• TO DO:
Continue the call transcript below, picking up after its last sentence.

Got it and on the VLCC are you all already in the maybe read process meaning to be able to get US government approval to build something offshore, I know that can be an extended process. I'm just trying to think about timeline and when construction could actually start if you were to get the go ahead and get contracts?

M
Marshall McCrea
Chief Commercial Officer

We're in the middle of that. To put a time frame on it, you're probably saying – you're talking going through this process at least three years, two and a half to three years, two and a half, probably best case and then three years, so we can make some filing soon. And as we mentioned earlier, we're very excited about this, it's going to be a great market opportunity for not only our Nederland and Permian Express systems, but also more importantly for all of our customers that brings volumes into Nederland. But it's several years out, but we're working on it with a lot of our teams.

M
Michael Lapides
Goldman Sachs

Got it, thanks, guys, much appreciated.

Operator

Our next question is from Colton Bean, Tudor, Pickering, Holt. Please proceed with your question.

C
Colton Bean
Tudor Pickering Holt

Good morning, as I think you had noted, the projects coming in below budget, can you just offer us a brief overview of how you approach the budgeting process, whether they're contingencies baked in if that process has shifted at all over the last few years?

• DATA BELOW:
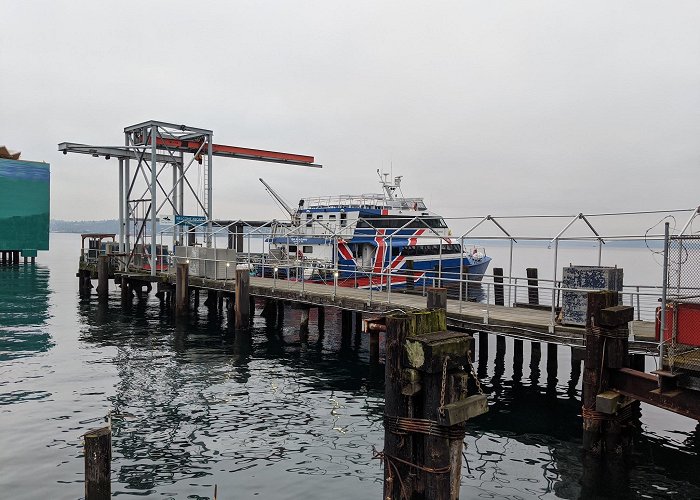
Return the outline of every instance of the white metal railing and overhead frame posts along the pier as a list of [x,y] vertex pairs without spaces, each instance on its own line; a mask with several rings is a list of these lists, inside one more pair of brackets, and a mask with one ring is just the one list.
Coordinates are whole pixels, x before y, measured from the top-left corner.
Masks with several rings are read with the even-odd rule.
[[[692,212],[692,217],[697,213],[696,209],[684,211]],[[553,330],[557,325],[557,315],[562,302],[562,294],[587,291],[587,289],[565,288],[563,286],[559,275],[559,260],[563,244],[571,242],[595,244],[595,251],[591,252],[590,255],[586,254],[586,257],[580,260],[586,261],[586,264],[600,266],[603,248],[607,243],[637,241],[646,242],[648,246],[649,242],[660,242],[663,240],[663,235],[652,233],[649,229],[644,231],[644,226],[637,232],[628,230],[623,234],[620,234],[619,231],[604,234],[602,230],[596,228],[596,225],[600,224],[602,220],[615,219],[615,224],[618,227],[628,227],[618,223],[618,219],[641,217],[643,215],[655,218],[659,214],[672,212],[683,211],[649,211],[617,214],[579,213],[572,216],[517,215],[495,217],[488,215],[486,217],[450,219],[451,224],[473,224],[458,237],[451,236],[447,228],[428,227],[426,224],[423,228],[423,234],[413,234],[410,238],[414,240],[414,244],[437,245],[437,252],[431,256],[436,265],[431,269],[418,268],[410,270],[403,264],[395,265],[401,254],[392,251],[395,247],[394,240],[407,238],[407,235],[402,234],[402,232],[406,233],[409,229],[415,228],[417,224],[415,221],[419,219],[418,217],[407,219],[403,226],[385,229],[383,230],[384,234],[377,235],[375,238],[377,245],[381,244],[384,247],[384,251],[388,252],[389,255],[389,258],[385,259],[385,262],[380,263],[380,265],[376,265],[375,262],[366,258],[363,260],[363,257],[367,256],[357,255],[353,257],[358,261],[358,267],[343,266],[338,258],[338,245],[353,236],[358,223],[362,223],[364,228],[375,228],[376,221],[381,220],[379,218],[362,218],[354,222],[347,222],[346,225],[341,225],[340,221],[330,223],[330,221],[324,222],[314,219],[310,221],[302,220],[299,225],[292,225],[291,221],[271,220],[252,226],[245,221],[237,220],[227,224],[205,221],[194,226],[169,227],[160,231],[161,244],[164,241],[169,241],[164,238],[171,233],[173,241],[179,238],[179,241],[176,241],[178,243],[185,243],[190,238],[201,243],[178,245],[174,251],[163,251],[157,255],[157,258],[159,262],[166,263],[162,272],[168,272],[169,266],[176,260],[186,259],[200,264],[199,267],[202,269],[200,272],[206,277],[227,280],[232,277],[229,275],[231,267],[247,264],[252,269],[255,269],[257,274],[272,277],[275,281],[275,286],[280,281],[288,281],[289,286],[294,282],[300,282],[301,286],[304,287],[307,281],[314,281],[332,285],[334,287],[333,293],[338,287],[365,288],[368,291],[370,301],[384,300],[391,302],[392,293],[396,293],[398,290],[406,293],[425,293],[427,286],[440,284],[450,289],[451,298],[457,299],[458,307],[462,310],[466,302],[472,301],[493,305],[496,301],[496,291],[498,291],[499,303],[502,297],[503,304],[506,307],[527,303],[529,291],[533,287],[528,283],[530,278],[514,272],[514,251],[519,243],[539,242],[542,245],[546,245],[548,250],[551,250],[551,275],[538,278],[536,289],[538,290],[540,306],[548,307],[550,310],[550,327]],[[533,236],[532,234],[517,235],[506,229],[506,221],[515,219],[518,219],[519,223],[523,220],[553,221],[555,223],[563,220],[565,223],[563,228],[559,226],[559,229],[555,228],[549,234],[546,234],[547,231],[545,231],[545,234],[541,236]],[[580,226],[589,234],[571,234],[577,221],[581,221]],[[594,225],[594,221],[596,221],[596,225]],[[309,229],[307,224],[311,224],[311,229]],[[658,223],[655,226],[658,226]],[[687,226],[688,224],[686,224]],[[495,229],[495,235],[488,234],[486,229],[489,227]],[[488,273],[480,274],[479,276],[469,276],[467,266],[470,263],[470,254],[464,250],[467,248],[467,243],[475,243],[474,238],[477,238],[477,229],[481,231],[477,240],[481,244],[488,242],[493,242],[496,245],[507,243],[507,260],[504,260],[498,266],[503,268],[502,277]],[[295,245],[302,247],[304,245],[306,236],[322,237],[326,248],[329,250],[327,255],[315,257],[308,253],[300,252],[297,254],[296,252],[291,252],[290,247]],[[272,238],[275,238],[278,242],[285,242],[286,244],[281,246],[285,247],[287,251],[279,251],[279,248],[276,248],[276,245],[272,243]],[[225,240],[225,242],[222,240]],[[237,242],[234,245],[236,247],[235,250],[230,248],[232,240]],[[459,244],[462,251],[457,254],[449,253],[445,250],[449,244]],[[165,245],[160,248],[164,249]],[[196,249],[206,250],[198,251]],[[543,248],[542,251],[547,251],[547,249]],[[224,252],[220,252],[220,250]],[[227,250],[231,252],[227,253]],[[136,255],[134,254],[134,256]],[[583,255],[583,253],[581,252],[580,255]],[[150,262],[152,259],[150,259],[148,251],[145,251],[140,255],[140,258],[134,258],[133,260],[140,260],[141,266],[143,266],[144,262]],[[417,257],[413,259],[404,258],[403,260],[413,260],[415,264],[421,261]],[[507,267],[503,264],[507,264]],[[494,263],[491,265],[493,266]],[[129,262],[129,268],[138,269],[138,267],[137,262]],[[494,278],[497,278],[499,282]],[[663,292],[663,286],[659,283],[661,280],[658,278],[660,276],[650,276],[650,283],[625,284],[619,290],[622,303],[635,308],[635,318],[637,320],[656,320]],[[700,287],[700,283],[698,283],[698,287]],[[687,288],[687,293],[698,292],[698,289],[694,287]]]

• FINAL ANSWER:
M
Marshall McCrea
Chief Commercial Officer

This is Mackie again. Every project is different. For example, we built nine or 10 or 11, 200,000 like trials coming over the past several years and continue to build them. So we're pretty comfortable with those costs, so we certainly wouldn't have as much contingencies. And depending on the risk and areas of the country, certainly we would incorporate more contingencies. We, Kevin and his team, though, are really looking ahead and we try to go out and for example, in pipeline projects, look at the amount of rock et cetera. So we were doing a really good job on wherever we're at on estimating the cost of projects, but we certainly treat every project differently depending on the specifics of that project.

C
Colton Bean
Tudor Pickering Holt

Got it and then just on interest rates, a nice sequential step up there, but natural gas sales margin was actually a little bit lighter than we would have expected given the Waha to Katie spread. Can you just update us on your hedge profile? And whether we should expect some insulation there if the spread does actually contract later this year?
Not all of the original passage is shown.